* Start Input data *
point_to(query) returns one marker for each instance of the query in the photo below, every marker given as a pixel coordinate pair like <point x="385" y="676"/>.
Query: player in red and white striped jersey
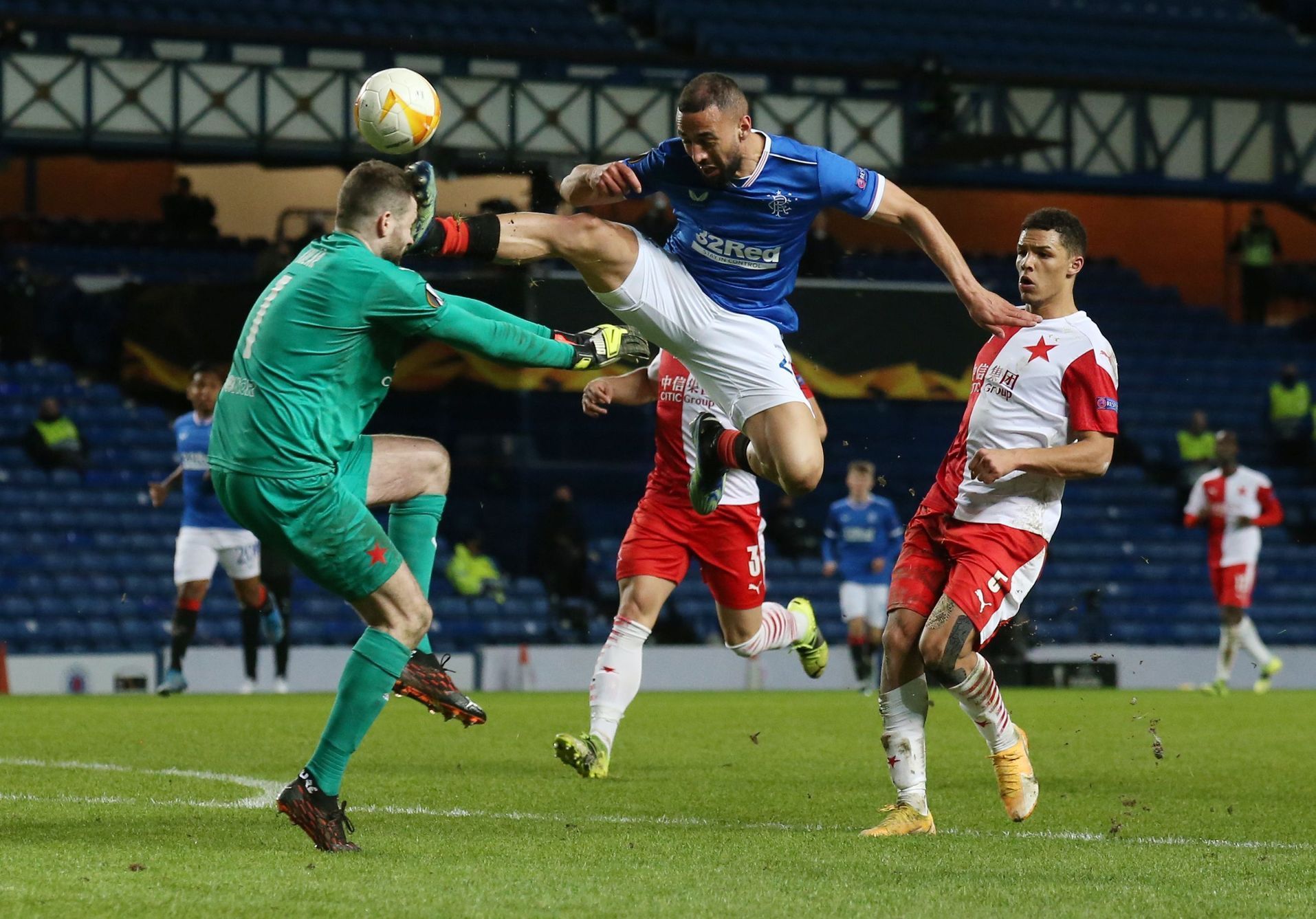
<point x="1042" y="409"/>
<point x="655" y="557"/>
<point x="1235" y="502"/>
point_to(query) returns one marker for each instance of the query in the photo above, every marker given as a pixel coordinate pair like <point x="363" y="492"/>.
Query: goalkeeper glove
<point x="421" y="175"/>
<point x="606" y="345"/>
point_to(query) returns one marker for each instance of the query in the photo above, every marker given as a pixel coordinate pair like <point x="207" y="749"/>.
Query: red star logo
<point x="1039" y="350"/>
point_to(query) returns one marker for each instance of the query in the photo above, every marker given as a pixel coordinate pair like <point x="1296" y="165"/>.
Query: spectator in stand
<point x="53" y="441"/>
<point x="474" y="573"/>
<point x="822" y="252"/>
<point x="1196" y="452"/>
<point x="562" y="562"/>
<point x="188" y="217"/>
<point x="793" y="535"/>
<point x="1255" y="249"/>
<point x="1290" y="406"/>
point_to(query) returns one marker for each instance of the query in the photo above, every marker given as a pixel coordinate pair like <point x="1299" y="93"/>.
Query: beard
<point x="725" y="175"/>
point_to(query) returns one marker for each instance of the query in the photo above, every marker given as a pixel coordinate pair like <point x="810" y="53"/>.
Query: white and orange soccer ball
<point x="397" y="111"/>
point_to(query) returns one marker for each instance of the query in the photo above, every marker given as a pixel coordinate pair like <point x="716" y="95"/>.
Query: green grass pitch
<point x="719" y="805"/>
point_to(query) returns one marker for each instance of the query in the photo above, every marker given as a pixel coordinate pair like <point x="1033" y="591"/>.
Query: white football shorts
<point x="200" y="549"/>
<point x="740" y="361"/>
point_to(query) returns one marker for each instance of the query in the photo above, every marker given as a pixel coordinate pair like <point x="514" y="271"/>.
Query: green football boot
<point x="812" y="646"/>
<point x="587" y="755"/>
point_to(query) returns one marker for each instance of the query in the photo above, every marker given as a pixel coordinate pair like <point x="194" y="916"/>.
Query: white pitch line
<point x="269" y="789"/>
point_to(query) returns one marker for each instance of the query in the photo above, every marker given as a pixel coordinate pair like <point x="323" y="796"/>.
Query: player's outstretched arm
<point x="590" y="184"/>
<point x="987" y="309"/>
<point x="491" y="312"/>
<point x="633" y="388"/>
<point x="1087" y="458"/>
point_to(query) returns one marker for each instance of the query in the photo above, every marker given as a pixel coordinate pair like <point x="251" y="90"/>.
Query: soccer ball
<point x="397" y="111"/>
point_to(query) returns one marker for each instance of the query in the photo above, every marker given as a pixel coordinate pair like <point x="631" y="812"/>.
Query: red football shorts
* End Input data *
• **Requirement**
Apart from the pictures, the entries above are to be repeated in full and exactly.

• **Result for this task**
point_to(query) returns one marker for each instance of the query in the photo below, every marker given as a pixel coordinate pair like <point x="385" y="676"/>.
Query: player in red and white striped jersey
<point x="1042" y="409"/>
<point x="655" y="557"/>
<point x="1235" y="502"/>
point_to(query) returns one marker for each instance of the query in the photo above, every marker given as a pixel coordinate pair like <point x="363" y="492"/>.
Query: goalkeeper glove
<point x="421" y="175"/>
<point x="606" y="345"/>
point_to(query) returns one marker for each instance of the query in the photo above, every marker given as a pixel coordinate pair like <point x="207" y="749"/>.
Query: red star logo
<point x="1039" y="350"/>
point_to(query) returns one marker for each instance of the query in the photo above, every marker given as a pixel coordinate pair like <point x="1296" y="165"/>.
Query: spectator in stand
<point x="53" y="441"/>
<point x="474" y="573"/>
<point x="822" y="252"/>
<point x="1196" y="452"/>
<point x="562" y="562"/>
<point x="188" y="217"/>
<point x="793" y="535"/>
<point x="1255" y="249"/>
<point x="1290" y="406"/>
point_to(query) returns one marker for each instance of the query in the photo above, every marker given as a pixel coordinate pair like <point x="1299" y="93"/>.
Query: beard
<point x="725" y="175"/>
point_to(query) returns one marker for each instance of the query in the photo above, every marker given as a pixel coordinate pair like <point x="810" y="53"/>.
Query: white and orange soccer ball
<point x="397" y="111"/>
point_to(query) returns one marker for each instance of the query in the photo above, every marker given as a pixel coordinate pair like <point x="716" y="95"/>.
Query: green grass pitch
<point x="719" y="805"/>
point_to(query) returns one marker for each instance of the query in the photo above, every marker given as a pixel coordinate pair like <point x="1033" y="591"/>.
Query: white football shorts
<point x="200" y="549"/>
<point x="740" y="361"/>
point_to(query) returns one marker for each instance of the query in the photo above, every marker given as a pixel coordinate pair like <point x="514" y="271"/>.
Query: green football boot
<point x="812" y="646"/>
<point x="587" y="755"/>
point_to(query) returns one marker for each instance of the query in the photo above, every marker given as a pixel coordinate pair like <point x="194" y="916"/>.
Query: white pitch line
<point x="269" y="789"/>
point_to(query) returns one marker for each instance of the query in the photo above, every marker given as a pixel coordinate pair like <point x="323" y="796"/>.
Query: player's outstretched arm
<point x="590" y="184"/>
<point x="987" y="309"/>
<point x="491" y="312"/>
<point x="633" y="388"/>
<point x="1087" y="458"/>
point_to(query) returns one marker for each instance of the query in the photo above, every marker given as a pixel coordinate pair like <point x="251" y="90"/>.
Query: soccer ball
<point x="397" y="111"/>
point_to(query) returns one marker for each instance of the query in the photo above, every marker given as a pixel coordinate pair like <point x="631" y="812"/>.
Query: red football shorts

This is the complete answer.